(Directive) Read the data and repeat all of it exactly.
## begin Excerpted data
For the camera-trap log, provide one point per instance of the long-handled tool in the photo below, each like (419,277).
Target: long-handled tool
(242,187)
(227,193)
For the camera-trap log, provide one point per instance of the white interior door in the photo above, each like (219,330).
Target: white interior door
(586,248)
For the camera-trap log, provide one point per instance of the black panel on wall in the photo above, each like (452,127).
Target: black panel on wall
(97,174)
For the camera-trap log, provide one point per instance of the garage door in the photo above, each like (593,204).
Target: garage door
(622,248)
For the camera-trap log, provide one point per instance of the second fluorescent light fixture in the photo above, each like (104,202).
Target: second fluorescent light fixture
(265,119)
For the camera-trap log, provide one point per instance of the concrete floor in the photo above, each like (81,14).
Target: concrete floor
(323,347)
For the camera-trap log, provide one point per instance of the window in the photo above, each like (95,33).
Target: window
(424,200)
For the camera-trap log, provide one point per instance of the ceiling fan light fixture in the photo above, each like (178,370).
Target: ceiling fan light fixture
## end Excerpted data
(The result)
For the camera-trap log, provide one point per instance of the long-handled tool in the photo below, each like (419,277).
Target: long-handled tool
(242,187)
(227,193)
For the camera-trap log, provide one point per instance of the white interior door in the photo above, each like (219,330).
Target: white interior door
(586,248)
For the camera-trap log, provide one point per instance of the black panel on wall in the photo above, each like (452,127).
Target: black panel on wall
(97,174)
For the camera-trap log, provide one point per instance of the garage door in the photo above, each like (593,204).
Target: garage door
(622,248)
For the camera-trap log, provide one point per instance of the second fluorescent light fixture in the photo above, each like (104,202).
Target: second fluorescent light fixture
(265,119)
For the camera-trap log, provide one point per instance of the concrete floor in the photo above, each like (81,14).
Target: concrete floor
(323,347)
For the camera-trap log, provide one point per instance of the window in the photo above, each like (95,33).
Target: window
(424,200)
For the camera-trap log, provide one point per instance of the ceiling fan light fixture in the photo above, each like (178,370).
Target: ceiling fan light fixture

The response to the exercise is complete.